== Problem requirements ==
All lines from the start of the listing below through the line containing "form: [[151, 138]]." are to be written out again exactly, and no others.
══════
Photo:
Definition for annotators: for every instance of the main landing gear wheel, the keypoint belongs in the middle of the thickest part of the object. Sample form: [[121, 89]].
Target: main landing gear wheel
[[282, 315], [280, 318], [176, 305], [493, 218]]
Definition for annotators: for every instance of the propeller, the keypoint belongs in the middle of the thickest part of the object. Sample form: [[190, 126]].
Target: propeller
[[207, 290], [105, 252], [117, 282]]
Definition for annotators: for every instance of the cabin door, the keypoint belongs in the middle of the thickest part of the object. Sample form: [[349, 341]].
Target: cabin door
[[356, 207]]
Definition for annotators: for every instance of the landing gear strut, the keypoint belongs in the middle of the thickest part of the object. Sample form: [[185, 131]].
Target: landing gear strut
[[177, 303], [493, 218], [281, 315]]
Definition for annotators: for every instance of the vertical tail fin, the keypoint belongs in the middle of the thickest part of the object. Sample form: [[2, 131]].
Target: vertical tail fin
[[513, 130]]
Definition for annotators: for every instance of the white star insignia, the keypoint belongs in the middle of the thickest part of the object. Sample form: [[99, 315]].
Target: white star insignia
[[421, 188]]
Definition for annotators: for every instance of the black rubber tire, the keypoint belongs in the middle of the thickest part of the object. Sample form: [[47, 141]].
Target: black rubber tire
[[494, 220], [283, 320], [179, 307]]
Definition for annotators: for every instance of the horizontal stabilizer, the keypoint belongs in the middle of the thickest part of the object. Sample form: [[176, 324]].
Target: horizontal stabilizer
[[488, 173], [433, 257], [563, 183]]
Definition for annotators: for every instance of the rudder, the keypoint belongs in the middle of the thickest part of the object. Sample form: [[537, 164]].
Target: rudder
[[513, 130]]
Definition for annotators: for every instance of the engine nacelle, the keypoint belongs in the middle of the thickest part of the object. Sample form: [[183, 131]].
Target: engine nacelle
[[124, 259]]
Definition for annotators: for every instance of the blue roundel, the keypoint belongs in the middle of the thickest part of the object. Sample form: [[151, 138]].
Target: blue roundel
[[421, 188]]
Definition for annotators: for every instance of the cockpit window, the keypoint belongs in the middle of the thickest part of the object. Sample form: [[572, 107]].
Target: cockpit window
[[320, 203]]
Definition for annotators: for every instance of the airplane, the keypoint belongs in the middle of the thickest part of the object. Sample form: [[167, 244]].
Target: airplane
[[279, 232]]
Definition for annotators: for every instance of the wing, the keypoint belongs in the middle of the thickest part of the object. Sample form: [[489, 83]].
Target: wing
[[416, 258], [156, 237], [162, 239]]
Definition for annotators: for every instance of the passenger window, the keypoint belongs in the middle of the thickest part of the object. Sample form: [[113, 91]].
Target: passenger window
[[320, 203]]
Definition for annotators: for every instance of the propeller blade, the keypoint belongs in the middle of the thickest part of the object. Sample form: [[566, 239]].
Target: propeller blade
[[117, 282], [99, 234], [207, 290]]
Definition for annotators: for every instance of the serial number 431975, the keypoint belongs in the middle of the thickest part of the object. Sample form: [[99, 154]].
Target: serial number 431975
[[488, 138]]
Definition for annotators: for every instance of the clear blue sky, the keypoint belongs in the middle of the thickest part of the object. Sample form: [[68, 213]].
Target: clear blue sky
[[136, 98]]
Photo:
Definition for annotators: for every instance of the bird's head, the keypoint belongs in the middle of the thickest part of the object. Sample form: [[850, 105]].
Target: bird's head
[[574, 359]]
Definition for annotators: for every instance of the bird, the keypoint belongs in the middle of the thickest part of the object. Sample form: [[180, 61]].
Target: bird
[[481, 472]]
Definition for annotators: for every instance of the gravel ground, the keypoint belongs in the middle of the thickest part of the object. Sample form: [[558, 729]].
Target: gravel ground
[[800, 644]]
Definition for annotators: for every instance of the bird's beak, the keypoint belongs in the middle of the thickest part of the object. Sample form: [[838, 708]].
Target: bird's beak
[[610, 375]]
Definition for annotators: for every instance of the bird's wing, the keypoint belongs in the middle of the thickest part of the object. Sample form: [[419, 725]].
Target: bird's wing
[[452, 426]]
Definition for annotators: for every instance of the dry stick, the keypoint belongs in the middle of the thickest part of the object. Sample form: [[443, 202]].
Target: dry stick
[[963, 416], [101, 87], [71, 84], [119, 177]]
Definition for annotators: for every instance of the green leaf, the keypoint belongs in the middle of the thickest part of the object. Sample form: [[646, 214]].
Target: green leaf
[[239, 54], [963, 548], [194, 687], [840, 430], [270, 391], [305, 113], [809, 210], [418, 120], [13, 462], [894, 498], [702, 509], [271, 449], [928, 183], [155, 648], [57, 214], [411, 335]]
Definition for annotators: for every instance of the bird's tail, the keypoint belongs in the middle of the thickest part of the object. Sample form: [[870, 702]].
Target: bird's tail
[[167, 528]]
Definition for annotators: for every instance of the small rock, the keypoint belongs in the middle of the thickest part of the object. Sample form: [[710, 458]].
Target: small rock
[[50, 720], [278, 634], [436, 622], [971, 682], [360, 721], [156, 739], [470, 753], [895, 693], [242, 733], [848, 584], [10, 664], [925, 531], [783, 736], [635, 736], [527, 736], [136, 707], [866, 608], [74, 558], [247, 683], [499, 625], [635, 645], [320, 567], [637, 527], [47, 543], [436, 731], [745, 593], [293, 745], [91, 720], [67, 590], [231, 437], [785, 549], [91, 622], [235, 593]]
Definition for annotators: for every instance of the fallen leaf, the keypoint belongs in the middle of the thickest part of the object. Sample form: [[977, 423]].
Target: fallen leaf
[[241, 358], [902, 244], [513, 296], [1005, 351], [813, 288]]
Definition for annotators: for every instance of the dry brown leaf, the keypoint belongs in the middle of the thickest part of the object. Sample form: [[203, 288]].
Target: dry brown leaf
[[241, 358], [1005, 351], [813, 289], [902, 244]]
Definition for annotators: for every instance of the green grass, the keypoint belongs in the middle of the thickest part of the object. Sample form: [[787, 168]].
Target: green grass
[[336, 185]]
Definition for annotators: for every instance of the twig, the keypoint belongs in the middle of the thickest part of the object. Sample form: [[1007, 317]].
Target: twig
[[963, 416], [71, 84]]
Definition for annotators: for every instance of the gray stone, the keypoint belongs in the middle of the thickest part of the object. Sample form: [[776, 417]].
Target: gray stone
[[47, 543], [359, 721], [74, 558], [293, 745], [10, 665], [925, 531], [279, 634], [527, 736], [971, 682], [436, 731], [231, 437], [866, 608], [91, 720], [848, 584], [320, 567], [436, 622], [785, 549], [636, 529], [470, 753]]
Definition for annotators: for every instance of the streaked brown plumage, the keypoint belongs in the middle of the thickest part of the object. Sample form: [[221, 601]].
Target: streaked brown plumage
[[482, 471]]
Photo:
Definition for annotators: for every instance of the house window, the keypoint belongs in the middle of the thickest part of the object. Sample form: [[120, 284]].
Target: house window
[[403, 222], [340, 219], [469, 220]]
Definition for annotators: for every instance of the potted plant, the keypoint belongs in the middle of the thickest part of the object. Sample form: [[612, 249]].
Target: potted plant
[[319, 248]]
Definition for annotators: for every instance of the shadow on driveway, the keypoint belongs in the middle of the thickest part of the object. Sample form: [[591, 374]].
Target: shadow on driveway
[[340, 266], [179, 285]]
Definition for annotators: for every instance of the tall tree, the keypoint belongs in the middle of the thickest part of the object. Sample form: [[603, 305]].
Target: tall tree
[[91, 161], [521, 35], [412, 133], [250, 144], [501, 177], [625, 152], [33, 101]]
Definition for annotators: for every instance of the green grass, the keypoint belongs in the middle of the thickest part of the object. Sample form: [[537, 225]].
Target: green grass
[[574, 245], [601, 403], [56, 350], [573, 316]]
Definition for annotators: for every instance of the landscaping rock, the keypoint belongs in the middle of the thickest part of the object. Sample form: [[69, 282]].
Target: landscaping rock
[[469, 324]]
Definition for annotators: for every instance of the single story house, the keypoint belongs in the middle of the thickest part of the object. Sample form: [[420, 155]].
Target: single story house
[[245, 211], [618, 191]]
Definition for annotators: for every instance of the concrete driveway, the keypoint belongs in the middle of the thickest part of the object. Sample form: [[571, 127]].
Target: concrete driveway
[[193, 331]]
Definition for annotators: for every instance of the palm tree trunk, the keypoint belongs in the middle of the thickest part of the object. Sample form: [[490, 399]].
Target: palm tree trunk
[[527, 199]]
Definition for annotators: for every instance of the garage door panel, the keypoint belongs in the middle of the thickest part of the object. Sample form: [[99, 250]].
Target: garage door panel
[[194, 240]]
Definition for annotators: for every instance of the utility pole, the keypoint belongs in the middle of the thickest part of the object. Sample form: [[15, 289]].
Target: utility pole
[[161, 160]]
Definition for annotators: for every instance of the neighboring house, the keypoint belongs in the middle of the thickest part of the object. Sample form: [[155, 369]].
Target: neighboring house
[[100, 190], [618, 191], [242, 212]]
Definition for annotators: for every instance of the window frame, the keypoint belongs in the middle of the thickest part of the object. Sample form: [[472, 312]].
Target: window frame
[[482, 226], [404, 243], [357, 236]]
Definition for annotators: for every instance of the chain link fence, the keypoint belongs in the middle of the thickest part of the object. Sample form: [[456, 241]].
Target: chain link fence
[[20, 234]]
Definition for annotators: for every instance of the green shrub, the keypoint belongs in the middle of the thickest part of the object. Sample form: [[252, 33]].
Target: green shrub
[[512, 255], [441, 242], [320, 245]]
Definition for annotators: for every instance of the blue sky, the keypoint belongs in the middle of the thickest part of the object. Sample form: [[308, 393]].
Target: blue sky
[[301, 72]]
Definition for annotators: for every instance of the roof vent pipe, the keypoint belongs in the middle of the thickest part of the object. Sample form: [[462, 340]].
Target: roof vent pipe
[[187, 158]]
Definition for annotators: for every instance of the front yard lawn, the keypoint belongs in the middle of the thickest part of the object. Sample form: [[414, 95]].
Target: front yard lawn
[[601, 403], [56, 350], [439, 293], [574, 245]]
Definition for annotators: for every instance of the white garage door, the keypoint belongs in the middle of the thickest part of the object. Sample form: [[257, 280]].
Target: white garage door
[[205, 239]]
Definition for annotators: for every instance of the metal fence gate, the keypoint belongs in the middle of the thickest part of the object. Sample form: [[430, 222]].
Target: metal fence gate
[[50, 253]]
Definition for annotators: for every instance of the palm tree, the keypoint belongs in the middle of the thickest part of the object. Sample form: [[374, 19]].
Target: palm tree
══════
== Answer space ==
Photo:
Definition for annotators: for every instance of the main landing gear wheel, the keypoint belongs in the middle of the thickest part of the object. Sample form: [[121, 89]].
Target: main landing gear wheel
[[282, 315], [280, 318], [176, 305], [493, 218]]
Definition for annotators: for every instance of the propeller, the keypoint belongs in the middle of the thickest part of the object. Sample form: [[190, 126]].
Target: propeller
[[207, 290], [105, 252], [117, 282]]
Definition for annotators: for every instance of the cabin door, the keypoint belongs in the middle of the thickest part of the object. Sample form: [[349, 341]].
Target: cabin door
[[356, 207]]
Definition for annotators: for every instance of the landing gear strut, the keypoint belongs in the middle of the thickest part of the object. Sample form: [[185, 131]].
Target: landing gear strut
[[177, 303], [493, 218], [281, 315]]
Definition for annotators: for every instance of the vertical tail fin, the keypoint belongs in the middle of the thickest part of the object. Sample form: [[2, 131]].
Target: vertical tail fin
[[513, 130]]
Definition for annotators: for every instance of the white star insignia, the keypoint belongs in the middle of the thickest part of the object. Sample form: [[99, 315]].
Target: white star insignia
[[421, 188]]
Definition for annotators: for every instance of the black rubber tire, the keypoint belongs in the middle of the thickest part of the object. Sample form: [[47, 141]].
Target: black rubber tire
[[494, 220], [283, 320], [179, 307]]
Definition for annotators: for every instance of the horizontal stabilizer, the keypoint belongs in the middle of the thickest part of the object. Sample form: [[176, 324]].
Target: horizontal stabilizer
[[488, 173], [433, 257], [563, 183]]
Definition for annotators: for every instance of the rudder, the keypoint belongs in the middle of the thickest part of the object. Sample form: [[537, 164]].
Target: rudder
[[513, 130]]
Definition for annotators: for every instance of the engine nacelle, the keypoint belongs in the middle of the thickest part of the object. Sample form: [[183, 131]].
Target: engine nacelle
[[124, 259]]
Definition for annotators: for every instance of the blue roundel, the keypoint belongs in the middle of the thickest part of the object. Sample form: [[151, 138]].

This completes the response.